AUFTRAG 1 |
Zitiere aus dem Text über Tonaufnahmen von Polizeieinsätzen wortgetreu den Abschnitt von „Nach den Feststellungen“ bis „den Kopf gezogen.“.

StGB III: Tonaufnahme von einem Polizeieinsatz, oder: Verletzung der Vertraulichkeit des Wortes?

© Urheber: Ideenkoch – Fotolia.com

Und als dritte Entscheidung zum Tagesausklang dann noch das OLG Düsseldorf, Urt. v. 04.11.2022 – 3 RVs 28/22 –, das sich u.a. noch einmal mit der Vertraulichkeit des Wortes in Zusammenhang mit Tonaufnahmen von Polizeieinsätzen befasst. Folgender Sachverhalt:

Nach den Feststellungen des AG fand am 18.11.2020 in Wuppertal auf einem Platz ab ca. 18:00 Uhr eine Demonstration mit dem Motto „Demokratie, Grundgesetz, Verabschiedung neues Infektionsschutzgesetz“ statt. Jedenfalls gegen 18:40 Uhr hielt sich auch die Angeklagte auf dem Versammlungsgelände auf. Zu dieser Zeit wurde sie von Polizeibeamten auf einen möglichen Verstoß gegen das Vermummungsverbot angesprochen. Die Angeklagte hatte den damals verpflichtenden Mund-Nase-Schutz getragen und sich außerdem – unwiderleglich, weil sie insbesondere an den Ohren fror – die Kapuze ihrer Jacke über den Kopf gezogen.

Einträge zur Regionsannotation
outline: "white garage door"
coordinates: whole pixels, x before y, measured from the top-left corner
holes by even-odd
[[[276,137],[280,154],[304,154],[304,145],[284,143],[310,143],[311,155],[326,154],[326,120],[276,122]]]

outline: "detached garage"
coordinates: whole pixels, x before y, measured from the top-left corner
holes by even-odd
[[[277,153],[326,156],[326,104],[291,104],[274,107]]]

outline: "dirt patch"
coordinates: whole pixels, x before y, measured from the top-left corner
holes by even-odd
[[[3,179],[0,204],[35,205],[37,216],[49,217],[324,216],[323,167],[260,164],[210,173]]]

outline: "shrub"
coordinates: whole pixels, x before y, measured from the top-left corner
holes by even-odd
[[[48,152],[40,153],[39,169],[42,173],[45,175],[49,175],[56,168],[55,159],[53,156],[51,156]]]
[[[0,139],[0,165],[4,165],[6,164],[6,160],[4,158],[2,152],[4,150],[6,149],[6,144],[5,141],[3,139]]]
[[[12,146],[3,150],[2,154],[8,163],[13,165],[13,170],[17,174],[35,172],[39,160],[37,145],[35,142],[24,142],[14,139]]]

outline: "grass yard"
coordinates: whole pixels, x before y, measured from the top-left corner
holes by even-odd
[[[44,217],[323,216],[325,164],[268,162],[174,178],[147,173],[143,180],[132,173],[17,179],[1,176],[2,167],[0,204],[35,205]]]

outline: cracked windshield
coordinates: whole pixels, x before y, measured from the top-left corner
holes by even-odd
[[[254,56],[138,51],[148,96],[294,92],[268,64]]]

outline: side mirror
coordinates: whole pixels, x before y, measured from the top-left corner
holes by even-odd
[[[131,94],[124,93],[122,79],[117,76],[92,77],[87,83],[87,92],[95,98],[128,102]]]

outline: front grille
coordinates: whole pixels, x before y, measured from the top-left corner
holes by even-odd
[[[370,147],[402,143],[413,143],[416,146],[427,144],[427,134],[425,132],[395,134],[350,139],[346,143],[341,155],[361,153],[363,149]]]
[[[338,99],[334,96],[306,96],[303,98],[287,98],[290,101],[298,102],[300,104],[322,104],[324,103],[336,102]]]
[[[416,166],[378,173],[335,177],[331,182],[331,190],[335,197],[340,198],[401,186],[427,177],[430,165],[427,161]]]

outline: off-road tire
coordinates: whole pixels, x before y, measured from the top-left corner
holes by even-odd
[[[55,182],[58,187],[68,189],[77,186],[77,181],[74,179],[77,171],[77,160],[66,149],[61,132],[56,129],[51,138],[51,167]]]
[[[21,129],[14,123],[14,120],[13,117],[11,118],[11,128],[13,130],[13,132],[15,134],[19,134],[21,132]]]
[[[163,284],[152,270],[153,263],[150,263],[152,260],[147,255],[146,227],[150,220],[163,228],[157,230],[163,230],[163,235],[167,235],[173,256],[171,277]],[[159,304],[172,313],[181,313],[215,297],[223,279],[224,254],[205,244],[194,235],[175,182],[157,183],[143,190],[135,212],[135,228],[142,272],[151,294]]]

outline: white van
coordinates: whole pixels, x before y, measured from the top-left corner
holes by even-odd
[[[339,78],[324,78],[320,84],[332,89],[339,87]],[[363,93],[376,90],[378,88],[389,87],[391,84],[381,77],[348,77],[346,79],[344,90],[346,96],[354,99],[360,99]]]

AUFTRAG 2 |
Wandle bitte in den Dateneinträgen den Abschnitt von der Zeile mit „outline: white van“ bis zur letzten Zeile in eine nummerierte Liste um und lass Leerzeilen weg.

LÖSUNG 1 |
Nach den Feststellungen des AG fand am 18.11.2020 in Wuppertal auf einem Platz ab ca. 18:00 Uhr eine Demonstration mit dem Motto „Demokratie, Grundgesetz, Verabschiedung neues Infektionsschutzgesetz“ statt. Jedenfalls gegen 18:40 Uhr hielt sich auch die Angeklagte auf dem Versammlungsgelände auf. Zu dieser Zeit wurde sie von Polizeibeamten auf einen möglichen Verstoß gegen das Vermummungsverbot angesprochen. Die Angeklagte hatte den damals verpflichtenden Mund-Nase-Schutz getragen und sich außerdem – unwiderleglich, weil sie insbesondere an den Ohren fror – die Kapuze ihrer Jacke über den Kopf gezogen.

LÖSUNG 2 |
1. outline: white van
2. coordinates: whole pixels, x before y, measured from the top-left corner
3. holes by even-odd
4. [[[339,78],[324,78],[320,84],[332,89],[339,87]],[[363,93],[376,90],[378,88],[389,87],[391,84],[381,77],[348,77],[346,79],[344,90],[346,96],[354,99],[360,99]]]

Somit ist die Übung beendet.